> **Records shown**
++++

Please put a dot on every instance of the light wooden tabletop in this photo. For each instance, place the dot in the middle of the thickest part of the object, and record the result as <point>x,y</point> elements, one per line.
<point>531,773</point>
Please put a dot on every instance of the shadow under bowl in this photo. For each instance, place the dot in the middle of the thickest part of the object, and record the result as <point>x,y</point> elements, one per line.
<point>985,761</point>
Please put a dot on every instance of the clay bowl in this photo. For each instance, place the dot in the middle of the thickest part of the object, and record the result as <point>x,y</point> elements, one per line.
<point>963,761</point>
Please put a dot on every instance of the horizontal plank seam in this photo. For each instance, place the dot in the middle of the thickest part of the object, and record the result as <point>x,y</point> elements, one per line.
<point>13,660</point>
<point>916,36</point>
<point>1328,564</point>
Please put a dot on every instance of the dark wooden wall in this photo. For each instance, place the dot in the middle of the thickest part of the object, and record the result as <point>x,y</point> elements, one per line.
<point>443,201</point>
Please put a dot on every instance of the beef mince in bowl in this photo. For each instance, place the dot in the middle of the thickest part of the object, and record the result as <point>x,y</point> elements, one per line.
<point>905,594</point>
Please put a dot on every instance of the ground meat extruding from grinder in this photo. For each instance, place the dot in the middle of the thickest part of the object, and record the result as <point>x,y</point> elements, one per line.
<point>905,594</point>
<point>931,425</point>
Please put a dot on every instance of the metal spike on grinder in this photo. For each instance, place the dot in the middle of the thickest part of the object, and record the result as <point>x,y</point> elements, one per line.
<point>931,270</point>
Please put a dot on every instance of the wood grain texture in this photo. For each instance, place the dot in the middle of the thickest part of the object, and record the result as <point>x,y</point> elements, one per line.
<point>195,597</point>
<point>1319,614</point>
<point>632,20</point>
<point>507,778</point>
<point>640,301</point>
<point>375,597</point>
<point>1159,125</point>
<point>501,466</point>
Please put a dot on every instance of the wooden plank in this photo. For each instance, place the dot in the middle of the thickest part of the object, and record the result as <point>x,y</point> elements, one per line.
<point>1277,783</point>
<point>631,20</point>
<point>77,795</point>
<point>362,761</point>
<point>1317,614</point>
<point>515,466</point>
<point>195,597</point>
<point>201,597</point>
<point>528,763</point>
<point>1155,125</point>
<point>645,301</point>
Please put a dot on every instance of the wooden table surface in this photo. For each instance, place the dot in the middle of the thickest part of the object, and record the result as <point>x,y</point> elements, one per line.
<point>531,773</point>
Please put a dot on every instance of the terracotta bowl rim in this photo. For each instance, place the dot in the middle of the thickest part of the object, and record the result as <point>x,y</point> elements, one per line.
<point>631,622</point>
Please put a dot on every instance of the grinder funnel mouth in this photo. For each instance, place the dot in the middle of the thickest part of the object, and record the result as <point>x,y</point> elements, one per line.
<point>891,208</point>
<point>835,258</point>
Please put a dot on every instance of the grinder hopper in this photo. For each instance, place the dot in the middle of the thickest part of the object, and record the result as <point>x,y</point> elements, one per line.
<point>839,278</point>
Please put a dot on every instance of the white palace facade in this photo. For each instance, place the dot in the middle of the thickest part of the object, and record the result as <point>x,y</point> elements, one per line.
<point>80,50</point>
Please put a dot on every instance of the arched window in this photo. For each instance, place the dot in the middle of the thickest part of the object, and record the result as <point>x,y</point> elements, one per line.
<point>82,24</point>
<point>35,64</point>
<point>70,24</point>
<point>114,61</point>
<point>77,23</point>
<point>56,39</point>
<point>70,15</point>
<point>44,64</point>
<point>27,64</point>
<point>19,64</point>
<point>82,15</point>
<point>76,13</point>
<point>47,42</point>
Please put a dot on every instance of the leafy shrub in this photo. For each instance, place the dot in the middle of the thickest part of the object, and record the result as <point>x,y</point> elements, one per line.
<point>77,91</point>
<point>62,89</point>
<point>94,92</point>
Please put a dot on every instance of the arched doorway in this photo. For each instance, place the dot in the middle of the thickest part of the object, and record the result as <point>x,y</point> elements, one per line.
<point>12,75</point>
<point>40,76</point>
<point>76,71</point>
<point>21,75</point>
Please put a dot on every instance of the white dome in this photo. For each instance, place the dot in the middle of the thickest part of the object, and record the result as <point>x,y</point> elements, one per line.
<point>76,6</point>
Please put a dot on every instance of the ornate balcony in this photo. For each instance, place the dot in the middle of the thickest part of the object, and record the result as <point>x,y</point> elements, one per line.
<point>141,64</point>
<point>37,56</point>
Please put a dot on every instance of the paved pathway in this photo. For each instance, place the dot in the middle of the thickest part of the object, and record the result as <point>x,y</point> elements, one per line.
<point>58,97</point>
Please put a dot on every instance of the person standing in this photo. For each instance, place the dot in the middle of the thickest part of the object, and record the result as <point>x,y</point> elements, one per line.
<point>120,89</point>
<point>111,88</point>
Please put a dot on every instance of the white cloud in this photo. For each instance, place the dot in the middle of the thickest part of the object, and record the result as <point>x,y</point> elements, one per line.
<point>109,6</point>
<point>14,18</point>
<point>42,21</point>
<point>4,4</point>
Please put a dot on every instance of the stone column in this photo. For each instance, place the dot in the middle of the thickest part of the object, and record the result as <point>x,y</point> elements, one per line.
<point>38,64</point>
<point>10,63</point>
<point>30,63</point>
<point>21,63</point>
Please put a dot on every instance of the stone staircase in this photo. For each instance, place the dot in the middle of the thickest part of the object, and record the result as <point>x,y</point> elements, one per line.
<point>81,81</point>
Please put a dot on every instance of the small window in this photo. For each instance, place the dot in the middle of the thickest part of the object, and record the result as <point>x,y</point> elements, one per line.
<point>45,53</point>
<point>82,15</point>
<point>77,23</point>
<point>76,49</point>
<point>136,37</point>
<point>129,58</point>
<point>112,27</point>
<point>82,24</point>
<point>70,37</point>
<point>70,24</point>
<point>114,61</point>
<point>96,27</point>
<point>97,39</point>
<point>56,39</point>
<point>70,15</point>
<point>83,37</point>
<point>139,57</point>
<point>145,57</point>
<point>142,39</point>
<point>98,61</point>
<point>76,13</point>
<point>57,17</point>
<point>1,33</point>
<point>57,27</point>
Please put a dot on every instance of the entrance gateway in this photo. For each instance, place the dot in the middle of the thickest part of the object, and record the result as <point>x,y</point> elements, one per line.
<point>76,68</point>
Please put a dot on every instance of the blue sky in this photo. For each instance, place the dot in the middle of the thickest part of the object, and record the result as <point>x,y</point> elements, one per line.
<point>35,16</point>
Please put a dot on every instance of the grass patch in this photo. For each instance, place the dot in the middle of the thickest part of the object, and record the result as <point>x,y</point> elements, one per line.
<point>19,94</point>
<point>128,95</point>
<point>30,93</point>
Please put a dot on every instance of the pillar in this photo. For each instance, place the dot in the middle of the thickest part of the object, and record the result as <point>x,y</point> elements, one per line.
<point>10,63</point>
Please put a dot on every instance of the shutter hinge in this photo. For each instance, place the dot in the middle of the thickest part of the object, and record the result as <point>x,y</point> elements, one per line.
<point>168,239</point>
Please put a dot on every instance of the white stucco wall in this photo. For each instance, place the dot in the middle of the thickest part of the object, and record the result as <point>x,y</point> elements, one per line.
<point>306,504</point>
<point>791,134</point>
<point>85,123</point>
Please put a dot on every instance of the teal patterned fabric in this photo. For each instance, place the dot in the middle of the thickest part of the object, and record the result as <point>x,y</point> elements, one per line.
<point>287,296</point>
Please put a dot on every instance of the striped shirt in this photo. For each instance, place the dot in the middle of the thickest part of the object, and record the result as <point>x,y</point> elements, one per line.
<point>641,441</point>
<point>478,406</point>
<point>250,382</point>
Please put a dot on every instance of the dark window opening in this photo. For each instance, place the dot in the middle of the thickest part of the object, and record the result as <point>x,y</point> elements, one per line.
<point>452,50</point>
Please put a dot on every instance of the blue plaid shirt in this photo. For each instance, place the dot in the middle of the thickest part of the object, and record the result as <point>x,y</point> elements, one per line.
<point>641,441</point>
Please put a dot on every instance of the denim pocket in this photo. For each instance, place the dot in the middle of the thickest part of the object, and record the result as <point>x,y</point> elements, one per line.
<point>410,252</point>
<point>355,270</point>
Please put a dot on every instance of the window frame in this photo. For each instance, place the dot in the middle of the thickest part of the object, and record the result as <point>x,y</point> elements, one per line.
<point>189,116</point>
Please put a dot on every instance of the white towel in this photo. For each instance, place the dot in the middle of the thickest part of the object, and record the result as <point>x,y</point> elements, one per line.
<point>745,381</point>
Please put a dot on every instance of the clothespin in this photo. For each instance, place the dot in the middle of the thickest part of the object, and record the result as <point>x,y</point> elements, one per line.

++++

> **What is needed**
Edit the rows from the one containing "Please put a dot on every instance of the clay" down to the one containing "<point>963,761</point>", replacing "clay bowl" with "ceramic bowl" and leaving everything else unchanged. Return only those rows.

> **Exercise output**
Please put a dot on every instance of the ceramic bowl in this photo. For each instance, place the dot in the middle of the thickest part of the object, and record the result as <point>x,y</point> elements, one per line.
<point>963,761</point>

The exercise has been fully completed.